Description of the task. Every line of the records must be repeated exactly; pictures stay out.

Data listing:
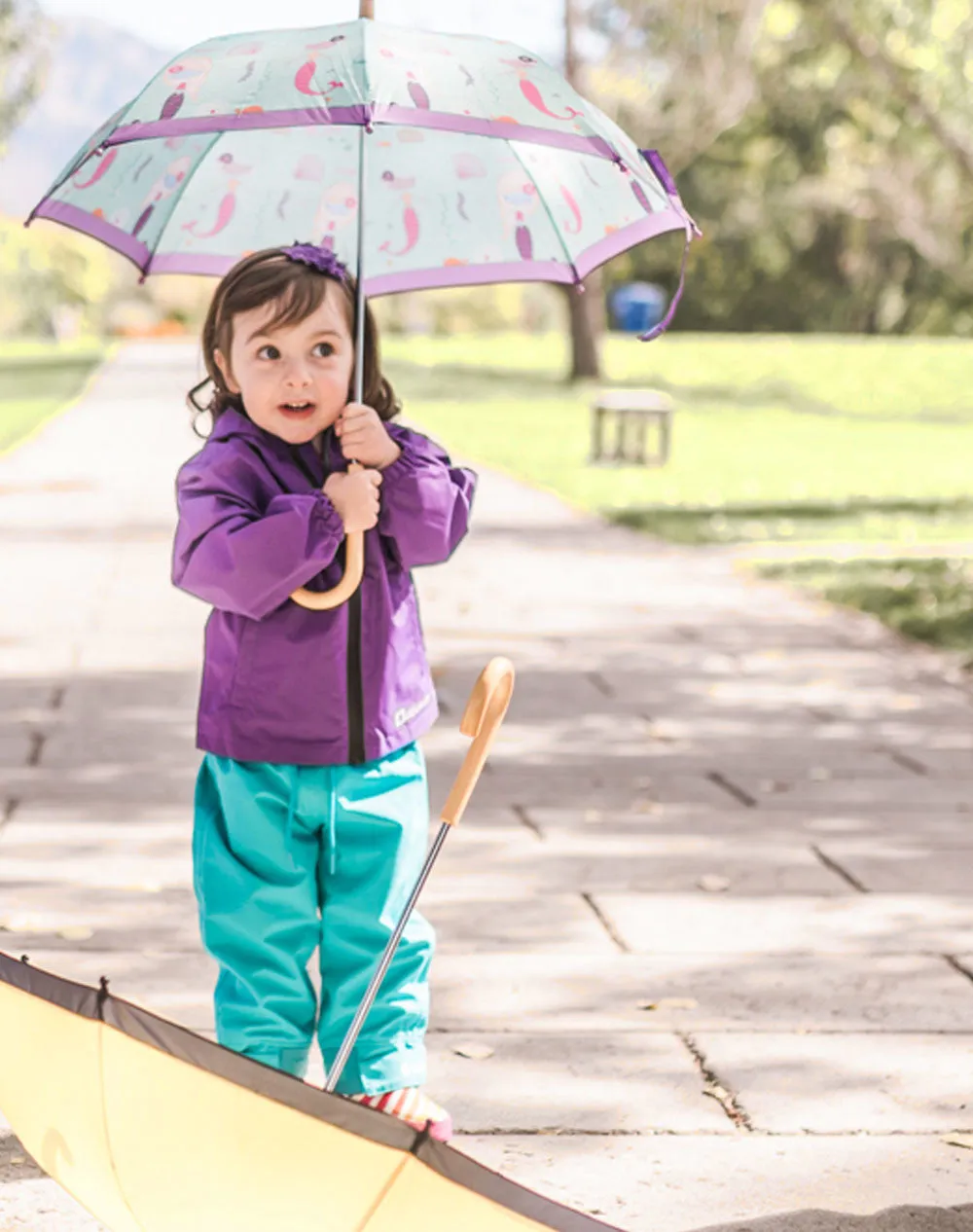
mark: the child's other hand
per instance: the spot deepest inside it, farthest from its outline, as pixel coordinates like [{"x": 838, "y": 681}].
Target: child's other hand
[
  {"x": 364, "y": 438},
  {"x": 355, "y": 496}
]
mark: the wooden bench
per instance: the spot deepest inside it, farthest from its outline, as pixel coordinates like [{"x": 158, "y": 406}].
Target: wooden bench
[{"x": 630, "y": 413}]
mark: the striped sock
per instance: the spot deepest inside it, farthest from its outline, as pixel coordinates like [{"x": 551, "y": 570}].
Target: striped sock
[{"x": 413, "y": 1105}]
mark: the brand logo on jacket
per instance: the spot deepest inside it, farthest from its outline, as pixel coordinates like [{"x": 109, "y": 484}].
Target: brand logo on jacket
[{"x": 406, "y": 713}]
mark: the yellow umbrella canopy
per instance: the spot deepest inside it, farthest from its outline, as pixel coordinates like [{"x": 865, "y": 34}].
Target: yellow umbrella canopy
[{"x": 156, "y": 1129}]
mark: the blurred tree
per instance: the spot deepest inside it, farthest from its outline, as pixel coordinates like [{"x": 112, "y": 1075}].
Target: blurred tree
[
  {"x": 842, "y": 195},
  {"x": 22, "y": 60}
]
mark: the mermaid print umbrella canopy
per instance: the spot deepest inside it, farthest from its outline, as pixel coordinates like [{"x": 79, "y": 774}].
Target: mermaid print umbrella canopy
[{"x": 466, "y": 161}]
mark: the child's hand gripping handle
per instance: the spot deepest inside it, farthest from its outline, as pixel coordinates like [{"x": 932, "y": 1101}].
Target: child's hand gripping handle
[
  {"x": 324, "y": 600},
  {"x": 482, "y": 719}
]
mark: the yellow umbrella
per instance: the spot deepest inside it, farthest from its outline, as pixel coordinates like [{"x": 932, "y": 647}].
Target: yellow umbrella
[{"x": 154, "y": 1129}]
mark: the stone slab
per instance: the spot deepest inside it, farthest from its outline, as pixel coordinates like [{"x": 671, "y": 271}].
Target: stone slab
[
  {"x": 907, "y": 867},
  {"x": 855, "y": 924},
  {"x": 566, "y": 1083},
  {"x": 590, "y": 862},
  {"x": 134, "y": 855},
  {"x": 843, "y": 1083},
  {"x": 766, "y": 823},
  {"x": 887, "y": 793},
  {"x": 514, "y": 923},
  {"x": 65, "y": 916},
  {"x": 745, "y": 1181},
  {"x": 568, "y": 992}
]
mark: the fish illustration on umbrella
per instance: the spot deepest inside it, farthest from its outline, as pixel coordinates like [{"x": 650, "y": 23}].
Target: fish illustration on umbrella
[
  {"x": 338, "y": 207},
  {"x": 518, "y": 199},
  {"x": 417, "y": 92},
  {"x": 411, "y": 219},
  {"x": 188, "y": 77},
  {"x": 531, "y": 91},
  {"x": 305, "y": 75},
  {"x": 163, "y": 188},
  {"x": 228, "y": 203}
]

Task result.
mark: the child's other hand
per instance: the spot deepest inside it, farthest from its outline, as pixel coordinates like [{"x": 838, "y": 681}].
Target: child's other hand
[
  {"x": 364, "y": 438},
  {"x": 355, "y": 496}
]
mark: the wooden bench
per instance: the spot deepest inside it, farthest from its outline, as pixel coordinates like [{"x": 158, "y": 406}].
Target: wooden bench
[{"x": 630, "y": 413}]
mark: the striped sock
per instance: the spot deepest inside it, farthest from its outline, as pixel coordinates like [{"x": 551, "y": 570}].
Target: striped sock
[{"x": 413, "y": 1105}]
mark: the brand logo on jacket
per instance: the spot deepest inside it, farthest from its outline, as pixel coordinates like [{"x": 109, "y": 484}].
Target: brand logo on jacket
[{"x": 406, "y": 713}]
mark: the yellow umbrella canopy
per instance: the spot deepest inside it, farthest from its outline, as pixel coordinates like [{"x": 865, "y": 34}].
Target: yellow umbrella canopy
[{"x": 156, "y": 1129}]
mark: the blurred tree
per instance: the spot deepest inside it, farthest from its outline, as pixel coordinates like [{"x": 112, "y": 1075}].
Target: blurred tree
[
  {"x": 842, "y": 195},
  {"x": 22, "y": 60}
]
mark: the mermaid print umbrella canopy
per instance: the spot deepest inside it, farthest from its outline, as pixel coordinates like [{"x": 79, "y": 774}].
Target: mermaid print umbrella canopy
[{"x": 466, "y": 161}]
mark: the child's hand gripping handle
per instance: the spot deepest inside it, farthest from its outline, as pixel coordinates like [{"x": 932, "y": 1101}].
Target: child's hand gripping handle
[
  {"x": 324, "y": 600},
  {"x": 482, "y": 719}
]
mark: the yellow umbrella
per instance: the spot deepest inside it, farthest from its outline, as pixel coordinates like [{"x": 932, "y": 647}].
Target: yellow umbrella
[{"x": 154, "y": 1129}]
mark: the stone slab
per instance: the spot deepest inside it, farthest from its outline, as pixel coordinates like [{"x": 671, "y": 271}].
Target: stone slab
[
  {"x": 907, "y": 867},
  {"x": 855, "y": 924},
  {"x": 566, "y": 1083},
  {"x": 590, "y": 862},
  {"x": 134, "y": 855},
  {"x": 843, "y": 1083},
  {"x": 766, "y": 823},
  {"x": 887, "y": 793},
  {"x": 514, "y": 923},
  {"x": 65, "y": 916},
  {"x": 745, "y": 1181},
  {"x": 568, "y": 992}
]
mark: the fish illustration on umbrella
per instance: the spot deepest inside it, farthest from its outline, as pixel coordinates like [{"x": 650, "y": 23}].
Target: fish illustration on umbrella
[
  {"x": 338, "y": 207},
  {"x": 518, "y": 199},
  {"x": 417, "y": 92},
  {"x": 411, "y": 219},
  {"x": 188, "y": 77},
  {"x": 531, "y": 91},
  {"x": 305, "y": 75},
  {"x": 163, "y": 188},
  {"x": 228, "y": 203}
]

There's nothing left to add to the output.